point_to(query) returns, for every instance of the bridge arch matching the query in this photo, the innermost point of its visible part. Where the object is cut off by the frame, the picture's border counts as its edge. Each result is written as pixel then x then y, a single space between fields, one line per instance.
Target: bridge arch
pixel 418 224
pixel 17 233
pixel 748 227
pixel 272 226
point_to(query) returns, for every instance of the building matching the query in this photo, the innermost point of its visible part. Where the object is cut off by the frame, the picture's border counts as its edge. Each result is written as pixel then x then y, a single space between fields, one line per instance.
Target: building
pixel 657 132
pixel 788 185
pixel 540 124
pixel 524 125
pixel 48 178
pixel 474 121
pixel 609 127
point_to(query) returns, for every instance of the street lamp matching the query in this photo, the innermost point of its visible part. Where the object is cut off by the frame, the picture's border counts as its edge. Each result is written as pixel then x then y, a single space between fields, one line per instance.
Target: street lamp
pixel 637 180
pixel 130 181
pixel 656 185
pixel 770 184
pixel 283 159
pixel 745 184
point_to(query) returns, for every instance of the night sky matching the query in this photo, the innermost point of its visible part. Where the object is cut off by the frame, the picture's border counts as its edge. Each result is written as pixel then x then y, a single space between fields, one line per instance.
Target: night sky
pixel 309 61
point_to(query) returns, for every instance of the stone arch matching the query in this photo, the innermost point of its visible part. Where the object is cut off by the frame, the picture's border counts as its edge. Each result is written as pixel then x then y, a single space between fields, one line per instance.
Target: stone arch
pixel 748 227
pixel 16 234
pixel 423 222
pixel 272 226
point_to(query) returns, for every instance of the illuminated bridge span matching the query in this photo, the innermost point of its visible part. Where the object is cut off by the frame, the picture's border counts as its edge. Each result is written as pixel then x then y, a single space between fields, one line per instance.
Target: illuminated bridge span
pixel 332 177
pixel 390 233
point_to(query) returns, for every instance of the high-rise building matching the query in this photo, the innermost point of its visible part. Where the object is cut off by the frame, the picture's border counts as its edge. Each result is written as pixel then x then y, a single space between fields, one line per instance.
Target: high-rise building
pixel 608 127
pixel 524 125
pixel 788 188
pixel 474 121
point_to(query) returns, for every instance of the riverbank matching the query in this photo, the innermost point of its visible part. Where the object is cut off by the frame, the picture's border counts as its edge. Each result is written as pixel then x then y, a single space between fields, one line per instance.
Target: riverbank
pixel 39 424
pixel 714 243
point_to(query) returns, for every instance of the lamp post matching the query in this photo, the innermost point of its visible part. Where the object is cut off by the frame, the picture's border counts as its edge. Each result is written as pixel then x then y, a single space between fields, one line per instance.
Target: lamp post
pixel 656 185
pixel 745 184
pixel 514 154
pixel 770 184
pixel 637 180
================
Exercise brief — With no line skipped, output the listing in full.

Exercise answer —
point_to(query) returns, for every instance of the bridge arch matching the query in this photo, the innermost point of its visible part. Where the object is cut off by the frame, the picture's border counts as its edge. Each result is written as pixel then x then y, a single space between fields, one line per instance.
Target: bridge arch
pixel 418 224
pixel 17 233
pixel 748 227
pixel 272 226
point_to(query) returns, for every instance of the building matching the query in this photo, the innermost point of its visible part. Where the object is cut off by the frame, the picture's border counts as its edge. Each result is written as pixel then x then y, a single space between fields, one line per instance.
Target: building
pixel 657 132
pixel 788 185
pixel 540 124
pixel 524 125
pixel 48 178
pixel 474 121
pixel 609 127
point_to(query) returns, for every instance of the street lamp matching the query in this photo, the innermost point of its visible part. Where the object is cut off by the frame, the picture's border counts as its edge. Each result is written as pixel then x then y, a single space between fields, one line per instance.
Target: street lamp
pixel 637 180
pixel 130 181
pixel 656 185
pixel 770 184
pixel 283 159
pixel 745 184
point_to(query) returns, for every instance of the night sky matching the query in this photo, the innermost point of its visible part. Where the object is cut off by the frame, the picture's border counts as its edge. Each result is written as pixel then x then y, a single space between fields, one line per instance.
Target: night sky
pixel 309 61
point_to(query) returns, for every instance of the stone arch matching the query in this photo, the innermost point of its visible part. Where the object is cut off by the frame, the picture's border counts as its edge. Each result is written as pixel then x then y, a single space between fields, one line per instance.
Target: stone arch
pixel 748 227
pixel 16 234
pixel 423 222
pixel 272 226
point_to(query) returns, for every instance of the illuminated bridge span matching the query in this photo, the innermost point of its visible part. Where the object is cut off by the frame, the picture's border counts as its edge. Each result is written as pixel then x then y, a single space between fields, one line per instance.
Target: illuminated bridge span
pixel 332 177
pixel 390 233
point_to(query) returns, for every instance of the high-rise building matching the query in this photo, the innermost point of its visible part. Where the object is cut off by the frame, the picture's border counts as its edge. Each result is written as pixel then x then y, a single space between fields, one line per instance.
Target: high-rise building
pixel 608 127
pixel 524 125
pixel 788 188
pixel 474 121
point_to(query) returns, for every instance of the riverbank matching the query in this photo, the innermost point of its visible part. Where the object is cut off by the frame, the picture's border counts as its edge. Each result is written as pixel then x then y, a single space between fields, one line per instance.
Target: riverbank
pixel 39 424
pixel 714 243
point_to(query) returns, for every instance of the lamp post matching the query in this photo, the innermost point of its visible part. Where the object is cut off by the frame, the picture's border counts as its edge. Each result is written as pixel then x then y, a single space between fields, one line per instance.
Target: lamp post
pixel 656 185
pixel 745 184
pixel 514 154
pixel 770 184
pixel 637 180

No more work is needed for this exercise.